[Short problem 1] Count the lines in the rows that contain the string "tube", treating case as significant. Give only the number.

++++++

List:       wikitech-l
Subject:    Re: [Wikitech-l] Re: LiquidThreads
From:       David Reynolds <naeblis () kc ! rr ! com>
Date:       2005-11-04 0:21:06
Message-ID: 436AA972.6080100 () kc ! rr ! com
[Download RAW message or body]

Ivan Krstic wrote:
> Timwi wrote:
> 
>>Secondarily I want to be able to fix spellings, in the faint hope that
>>it will help some people learn better spelling. Again, the only people
>>who would object to this would be people who can't spell and are
>>therefore unsuitable for writing an encyclopedia anyway.
> 
> 
> Totally broken reasoning.
> 
> 
>>I've heard many reasons for maliciously changing an article. Yet
>>articles on Wikipedia tend to get better. Interesting, innit?
> 
> 
> That's an irrelevant non-answer to Ryan's question.
> 
> 
>>No, the purpose of this was to test your reaction. You fell right for it
>>exactly the way I expected: you picked up only on the emotional side of
>>the paragraph (taking it as an insult)
> 
> 
> Do you understand how conceited this makes you sound?
> 
> 
>>And this highlights what I mean: you (and many other people) only object
>>to being able to edit comments because it somehow "feels" wrong. You
>>can't really say why it *is* wrong. 
> 
> 
> You need to relax, and start spending less time writing
> borderline-offensive e-mail to people who are trying to reason
> constructively, and more time thinking about what they're saying. I can
> tell you exactly why it *is* wrong: comments are not Wikipedia articles,
> even if you seem to be constantly confounding the two.
> 
> A Wikipedia article isn't signed by a single person's name. It doesn't
> represent the views of an individual, but tries to become an objective
> reflection of its topic. As Brion puts it, a wiki is a place where you
> let wackos edit your site, and with luck, the good wackos outnumber the
> bad. The iterative editing process is a good way to ensure eventual NPOV
> conformance.

++++++

[Short problem 2] Reproduce the entire LiquidThreads message above without any changes.

++++++

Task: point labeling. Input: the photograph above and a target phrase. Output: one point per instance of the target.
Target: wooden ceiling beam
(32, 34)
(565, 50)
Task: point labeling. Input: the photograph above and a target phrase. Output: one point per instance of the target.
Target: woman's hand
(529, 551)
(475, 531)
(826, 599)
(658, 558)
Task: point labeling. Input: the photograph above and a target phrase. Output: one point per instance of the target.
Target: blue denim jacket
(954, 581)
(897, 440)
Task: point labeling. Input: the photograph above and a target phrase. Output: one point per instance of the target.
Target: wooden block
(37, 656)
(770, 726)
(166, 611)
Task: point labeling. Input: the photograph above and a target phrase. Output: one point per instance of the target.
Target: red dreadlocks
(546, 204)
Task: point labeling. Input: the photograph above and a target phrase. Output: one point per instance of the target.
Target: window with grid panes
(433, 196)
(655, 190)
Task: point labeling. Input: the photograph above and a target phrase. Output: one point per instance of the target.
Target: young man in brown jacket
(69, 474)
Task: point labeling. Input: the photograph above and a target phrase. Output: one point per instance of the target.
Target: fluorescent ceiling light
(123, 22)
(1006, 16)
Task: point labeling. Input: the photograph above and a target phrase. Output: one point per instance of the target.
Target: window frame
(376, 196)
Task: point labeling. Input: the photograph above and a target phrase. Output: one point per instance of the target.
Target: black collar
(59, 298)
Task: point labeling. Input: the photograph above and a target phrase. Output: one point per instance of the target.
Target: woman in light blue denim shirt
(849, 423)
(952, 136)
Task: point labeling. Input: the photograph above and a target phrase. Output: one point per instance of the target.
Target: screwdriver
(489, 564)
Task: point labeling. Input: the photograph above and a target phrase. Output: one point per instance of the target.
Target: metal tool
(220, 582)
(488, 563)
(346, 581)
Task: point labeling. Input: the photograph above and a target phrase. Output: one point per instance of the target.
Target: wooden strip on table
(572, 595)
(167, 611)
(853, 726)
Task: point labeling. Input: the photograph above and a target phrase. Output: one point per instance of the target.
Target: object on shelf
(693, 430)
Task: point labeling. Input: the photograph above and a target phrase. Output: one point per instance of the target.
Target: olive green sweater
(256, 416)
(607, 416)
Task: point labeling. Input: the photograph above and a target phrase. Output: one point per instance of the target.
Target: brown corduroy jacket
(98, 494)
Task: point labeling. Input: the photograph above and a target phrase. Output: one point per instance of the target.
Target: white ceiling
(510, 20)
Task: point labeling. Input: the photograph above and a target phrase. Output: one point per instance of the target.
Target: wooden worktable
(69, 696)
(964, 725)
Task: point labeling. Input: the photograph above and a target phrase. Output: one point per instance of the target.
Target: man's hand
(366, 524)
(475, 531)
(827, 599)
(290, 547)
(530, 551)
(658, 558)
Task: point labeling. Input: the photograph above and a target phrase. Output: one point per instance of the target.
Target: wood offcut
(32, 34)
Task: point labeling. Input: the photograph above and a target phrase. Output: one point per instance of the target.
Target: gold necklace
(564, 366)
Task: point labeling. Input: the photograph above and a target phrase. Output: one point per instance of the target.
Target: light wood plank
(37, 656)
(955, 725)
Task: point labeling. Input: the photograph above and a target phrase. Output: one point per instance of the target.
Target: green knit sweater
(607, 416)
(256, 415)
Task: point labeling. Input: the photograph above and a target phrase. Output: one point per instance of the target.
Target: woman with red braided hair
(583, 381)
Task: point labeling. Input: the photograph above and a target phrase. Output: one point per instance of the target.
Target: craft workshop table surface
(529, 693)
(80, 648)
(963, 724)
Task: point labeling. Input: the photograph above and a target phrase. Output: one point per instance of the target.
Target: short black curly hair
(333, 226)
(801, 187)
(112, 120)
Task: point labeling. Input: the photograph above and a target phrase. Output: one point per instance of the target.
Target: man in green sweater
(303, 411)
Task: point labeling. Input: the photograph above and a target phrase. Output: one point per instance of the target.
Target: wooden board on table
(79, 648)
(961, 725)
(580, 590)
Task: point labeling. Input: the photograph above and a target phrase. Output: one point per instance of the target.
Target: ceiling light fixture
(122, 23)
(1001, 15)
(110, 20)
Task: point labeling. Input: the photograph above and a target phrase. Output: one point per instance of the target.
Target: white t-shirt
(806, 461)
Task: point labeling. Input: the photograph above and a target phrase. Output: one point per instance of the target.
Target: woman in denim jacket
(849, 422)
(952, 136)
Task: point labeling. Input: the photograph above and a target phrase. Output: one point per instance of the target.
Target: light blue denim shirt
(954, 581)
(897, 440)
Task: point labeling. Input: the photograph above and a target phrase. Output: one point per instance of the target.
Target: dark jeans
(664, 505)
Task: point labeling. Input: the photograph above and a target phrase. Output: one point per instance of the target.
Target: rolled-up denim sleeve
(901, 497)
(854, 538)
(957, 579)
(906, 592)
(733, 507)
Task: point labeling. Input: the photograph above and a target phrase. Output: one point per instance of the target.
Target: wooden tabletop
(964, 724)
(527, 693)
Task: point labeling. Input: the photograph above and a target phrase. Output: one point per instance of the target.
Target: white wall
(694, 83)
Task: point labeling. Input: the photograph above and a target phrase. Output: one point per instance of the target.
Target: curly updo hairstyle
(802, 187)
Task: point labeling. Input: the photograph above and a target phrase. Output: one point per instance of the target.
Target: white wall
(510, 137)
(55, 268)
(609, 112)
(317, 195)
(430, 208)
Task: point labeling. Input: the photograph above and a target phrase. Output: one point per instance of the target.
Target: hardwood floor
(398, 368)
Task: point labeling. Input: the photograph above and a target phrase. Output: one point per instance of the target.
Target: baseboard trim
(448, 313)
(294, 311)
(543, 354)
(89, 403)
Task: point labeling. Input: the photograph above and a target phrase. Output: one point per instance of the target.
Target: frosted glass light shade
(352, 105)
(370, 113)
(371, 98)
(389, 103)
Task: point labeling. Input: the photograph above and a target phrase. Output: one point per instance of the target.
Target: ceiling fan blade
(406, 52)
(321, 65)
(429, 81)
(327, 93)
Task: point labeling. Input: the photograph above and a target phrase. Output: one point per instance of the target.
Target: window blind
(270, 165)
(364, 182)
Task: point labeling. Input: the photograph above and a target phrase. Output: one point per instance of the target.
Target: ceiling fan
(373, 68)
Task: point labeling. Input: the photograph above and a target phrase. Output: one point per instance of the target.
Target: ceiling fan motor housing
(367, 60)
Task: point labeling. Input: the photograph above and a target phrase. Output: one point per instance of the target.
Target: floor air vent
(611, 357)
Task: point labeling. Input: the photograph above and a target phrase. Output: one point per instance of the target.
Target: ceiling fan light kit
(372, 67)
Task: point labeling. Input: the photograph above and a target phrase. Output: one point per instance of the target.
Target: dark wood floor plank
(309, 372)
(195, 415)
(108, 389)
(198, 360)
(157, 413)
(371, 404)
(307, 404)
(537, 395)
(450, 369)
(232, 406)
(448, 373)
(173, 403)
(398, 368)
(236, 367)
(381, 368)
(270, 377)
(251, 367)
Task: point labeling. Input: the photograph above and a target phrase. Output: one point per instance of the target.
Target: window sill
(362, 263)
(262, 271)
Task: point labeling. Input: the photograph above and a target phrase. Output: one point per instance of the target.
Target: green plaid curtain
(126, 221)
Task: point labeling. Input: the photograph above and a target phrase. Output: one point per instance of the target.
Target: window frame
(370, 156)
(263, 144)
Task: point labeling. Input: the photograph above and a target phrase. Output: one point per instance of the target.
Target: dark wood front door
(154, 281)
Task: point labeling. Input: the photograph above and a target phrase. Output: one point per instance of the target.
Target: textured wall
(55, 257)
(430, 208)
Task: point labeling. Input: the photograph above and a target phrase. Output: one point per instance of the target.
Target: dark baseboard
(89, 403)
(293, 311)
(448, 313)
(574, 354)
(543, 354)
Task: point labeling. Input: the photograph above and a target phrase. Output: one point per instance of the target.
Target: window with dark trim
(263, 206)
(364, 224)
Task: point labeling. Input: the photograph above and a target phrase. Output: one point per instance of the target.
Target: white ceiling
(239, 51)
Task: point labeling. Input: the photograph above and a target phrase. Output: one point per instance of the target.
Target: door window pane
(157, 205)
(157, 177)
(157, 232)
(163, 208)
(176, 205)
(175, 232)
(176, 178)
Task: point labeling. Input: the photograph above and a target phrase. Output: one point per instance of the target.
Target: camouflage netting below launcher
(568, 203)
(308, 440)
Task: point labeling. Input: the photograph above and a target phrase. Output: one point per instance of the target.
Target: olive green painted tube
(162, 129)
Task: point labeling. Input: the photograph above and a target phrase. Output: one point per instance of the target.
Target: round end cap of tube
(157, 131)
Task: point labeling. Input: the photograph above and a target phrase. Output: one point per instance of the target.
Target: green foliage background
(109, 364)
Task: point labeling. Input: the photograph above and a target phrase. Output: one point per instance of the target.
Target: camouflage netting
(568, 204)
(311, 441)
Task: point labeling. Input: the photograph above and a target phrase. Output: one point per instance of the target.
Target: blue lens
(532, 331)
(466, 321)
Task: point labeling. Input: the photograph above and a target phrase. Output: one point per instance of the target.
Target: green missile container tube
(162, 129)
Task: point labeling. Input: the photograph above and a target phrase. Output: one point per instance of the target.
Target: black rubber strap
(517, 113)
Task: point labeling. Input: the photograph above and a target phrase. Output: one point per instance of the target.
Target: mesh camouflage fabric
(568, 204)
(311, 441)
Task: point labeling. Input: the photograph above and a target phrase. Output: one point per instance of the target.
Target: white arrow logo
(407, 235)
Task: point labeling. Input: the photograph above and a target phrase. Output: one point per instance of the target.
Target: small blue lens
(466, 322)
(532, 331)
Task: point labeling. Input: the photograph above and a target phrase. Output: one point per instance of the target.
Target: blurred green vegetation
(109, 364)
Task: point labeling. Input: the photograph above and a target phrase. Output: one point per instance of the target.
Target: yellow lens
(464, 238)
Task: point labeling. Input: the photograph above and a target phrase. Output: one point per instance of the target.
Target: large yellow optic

++++++

[Full response 1] 3

[Full response 2]
List:       wikitech-l
Subject:    Re: [Wikitech-l] Re: LiquidThreads
From:       David Reynolds <naeblis () kc ! rr ! com>
Date:       2005-11-04 0:21:06
Message-ID: 436AA972.6080100 () kc ! rr ! com
[Download RAW message or body]

Ivan Krstic wrote:
> Timwi wrote:
> 
>>Secondarily I want to be able to fix spellings, in the faint hope that
>>it will help some people learn better spelling. Again, the only people
>>who would object to this would be people who can't spell and are
>>therefore unsuitable for writing an encyclopedia anyway.
> 
> 
> Totally broken reasoning.
> 
> 
>>I've heard many reasons for maliciously changing an article. Yet
>>articles on Wikipedia tend to get better. Interesting, innit?
> 
> 
> That's an irrelevant non-answer to Ryan's question.
> 
> 
>>No, the purpose of this was to test your reaction. You fell right for it
>>exactly the way I expected: you picked up only on the emotional side of
>>the paragraph (taking it as an insult)
> 
> 
> Do you understand how conceited this makes you sound?
> 
> 
>>And this highlights what I mean: you (and many other people) only object
>>to being able to edit comments because it somehow "feels" wrong. You
>>can't really say why it *is* wrong. 
> 
> 
> You need to relax, and start spending less time writing
> borderline-offensive e-mail to people who are trying to reason
> constructively, and more time thinking about what they're saying. I can
> tell you exactly why it *is* wrong: comments are not Wikipedia articles,
> even if you seem to be constantly confounding the two.
> 
> A Wikipedia article isn't signed by a single person's name. It doesn't
> represent the views of an individual, but tries to become an objective
> reflection of its topic. As Brion puts it, a wiki is a place where you
> let wackos edit your site, and with luck, the good wackos outnumber the
> bad. The iterative editing process is a good way to ensure eventual NPOV
> conformance.